Exercise objective
Add 25 to every coordinate in the answers, then write out all the lines of these records again, requests included, with the pictures left out.

Data in this exercise
*-*-*

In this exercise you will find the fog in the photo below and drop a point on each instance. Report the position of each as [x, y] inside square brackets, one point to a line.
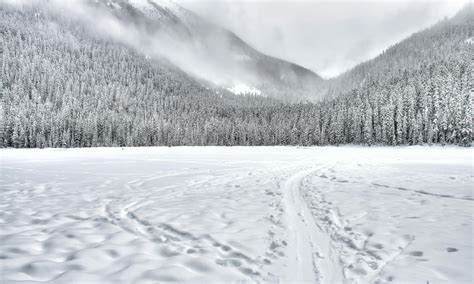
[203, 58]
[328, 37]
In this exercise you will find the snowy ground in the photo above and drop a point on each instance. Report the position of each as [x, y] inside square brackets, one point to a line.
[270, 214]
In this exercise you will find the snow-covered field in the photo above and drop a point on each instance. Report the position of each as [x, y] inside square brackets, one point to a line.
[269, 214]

*-*-*

Response
In this exercise you will find the fog in the photo below and drop a point on each instance. Report the position of each as [x, y] inside square brackets, one point to a line.
[228, 83]
[353, 62]
In this exercise you will find the snowy ground in the photo above and drop a point on each instance. Report the position of each as [x, y] inside square brackets, one point to a line.
[295, 239]
In this exercise you will find the snow-covered field in the photo above and drop a point on each instance. Report the position of each as [x, y] inside square brackets, one point to a line.
[294, 239]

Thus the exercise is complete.